## Begin MATERIAL FOR THE TASK

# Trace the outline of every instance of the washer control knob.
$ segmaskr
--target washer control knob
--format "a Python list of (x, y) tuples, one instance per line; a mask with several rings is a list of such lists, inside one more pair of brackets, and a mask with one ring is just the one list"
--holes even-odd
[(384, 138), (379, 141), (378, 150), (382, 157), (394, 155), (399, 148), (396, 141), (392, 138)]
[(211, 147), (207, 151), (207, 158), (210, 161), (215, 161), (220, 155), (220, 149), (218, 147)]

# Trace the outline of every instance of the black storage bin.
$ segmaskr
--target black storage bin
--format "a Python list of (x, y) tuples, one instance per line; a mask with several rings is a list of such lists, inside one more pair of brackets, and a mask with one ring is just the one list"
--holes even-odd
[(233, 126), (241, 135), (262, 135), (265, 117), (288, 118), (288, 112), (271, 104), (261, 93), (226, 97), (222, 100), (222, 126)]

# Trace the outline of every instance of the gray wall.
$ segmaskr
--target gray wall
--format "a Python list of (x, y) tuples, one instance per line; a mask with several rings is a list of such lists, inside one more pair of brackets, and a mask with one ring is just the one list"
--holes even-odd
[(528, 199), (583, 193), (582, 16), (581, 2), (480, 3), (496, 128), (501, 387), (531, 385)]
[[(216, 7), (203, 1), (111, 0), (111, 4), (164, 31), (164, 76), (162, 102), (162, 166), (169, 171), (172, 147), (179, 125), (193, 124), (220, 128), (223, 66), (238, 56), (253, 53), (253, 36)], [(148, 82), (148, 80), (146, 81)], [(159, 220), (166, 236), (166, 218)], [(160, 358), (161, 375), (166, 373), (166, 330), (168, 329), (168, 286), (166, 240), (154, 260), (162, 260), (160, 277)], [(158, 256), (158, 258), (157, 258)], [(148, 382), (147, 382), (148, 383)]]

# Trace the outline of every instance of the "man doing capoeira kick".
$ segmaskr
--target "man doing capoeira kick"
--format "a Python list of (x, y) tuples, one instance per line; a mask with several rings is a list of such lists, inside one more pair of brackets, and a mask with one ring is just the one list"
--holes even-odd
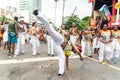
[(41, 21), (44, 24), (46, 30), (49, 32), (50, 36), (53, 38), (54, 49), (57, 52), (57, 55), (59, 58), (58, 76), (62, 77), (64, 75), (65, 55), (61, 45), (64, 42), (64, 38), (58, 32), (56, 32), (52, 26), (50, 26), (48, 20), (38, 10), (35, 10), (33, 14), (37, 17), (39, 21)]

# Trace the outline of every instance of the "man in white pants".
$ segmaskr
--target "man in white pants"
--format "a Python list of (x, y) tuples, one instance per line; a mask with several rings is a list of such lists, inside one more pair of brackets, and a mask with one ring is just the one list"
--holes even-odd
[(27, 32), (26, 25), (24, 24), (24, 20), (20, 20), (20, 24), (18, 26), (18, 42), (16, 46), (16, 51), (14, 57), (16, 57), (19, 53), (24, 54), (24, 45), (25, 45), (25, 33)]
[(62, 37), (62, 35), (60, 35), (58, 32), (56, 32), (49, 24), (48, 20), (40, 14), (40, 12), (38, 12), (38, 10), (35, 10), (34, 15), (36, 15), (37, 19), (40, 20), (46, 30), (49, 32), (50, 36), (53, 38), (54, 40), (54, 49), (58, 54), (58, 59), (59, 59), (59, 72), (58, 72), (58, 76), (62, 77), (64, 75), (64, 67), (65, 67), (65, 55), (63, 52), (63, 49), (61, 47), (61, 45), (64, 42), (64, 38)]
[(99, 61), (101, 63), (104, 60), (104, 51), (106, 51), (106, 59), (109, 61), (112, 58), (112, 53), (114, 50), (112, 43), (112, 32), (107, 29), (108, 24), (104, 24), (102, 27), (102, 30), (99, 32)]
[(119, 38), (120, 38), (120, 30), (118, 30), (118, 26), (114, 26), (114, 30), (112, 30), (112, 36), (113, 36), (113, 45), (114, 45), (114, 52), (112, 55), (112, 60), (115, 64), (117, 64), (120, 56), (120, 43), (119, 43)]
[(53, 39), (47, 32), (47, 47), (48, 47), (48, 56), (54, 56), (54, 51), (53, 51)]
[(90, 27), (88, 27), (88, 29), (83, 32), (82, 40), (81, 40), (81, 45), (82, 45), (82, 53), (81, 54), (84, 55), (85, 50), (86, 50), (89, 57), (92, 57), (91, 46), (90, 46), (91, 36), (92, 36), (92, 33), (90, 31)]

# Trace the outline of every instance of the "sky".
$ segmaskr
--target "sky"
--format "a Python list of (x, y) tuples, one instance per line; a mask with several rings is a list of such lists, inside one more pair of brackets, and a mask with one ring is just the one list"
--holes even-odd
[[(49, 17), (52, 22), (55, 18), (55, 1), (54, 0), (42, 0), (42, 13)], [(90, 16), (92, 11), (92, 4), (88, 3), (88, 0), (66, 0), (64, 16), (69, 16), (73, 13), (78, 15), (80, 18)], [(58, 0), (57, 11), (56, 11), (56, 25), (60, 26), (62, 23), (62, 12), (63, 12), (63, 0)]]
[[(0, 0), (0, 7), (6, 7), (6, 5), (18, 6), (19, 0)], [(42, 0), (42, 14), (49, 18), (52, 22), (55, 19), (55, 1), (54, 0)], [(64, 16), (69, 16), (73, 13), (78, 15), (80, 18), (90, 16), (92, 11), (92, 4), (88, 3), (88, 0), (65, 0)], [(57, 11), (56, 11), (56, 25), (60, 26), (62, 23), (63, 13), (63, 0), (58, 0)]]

## End MATERIAL FOR THE TASK

**WHAT YOU SHOULD DO**
Pick out every line in the rows above that contains the string "capoeira" and copy each one.

**EXERCISE RESULT**
# Trace the outline of every instance of the "man doing capoeira kick".
--target "man doing capoeira kick"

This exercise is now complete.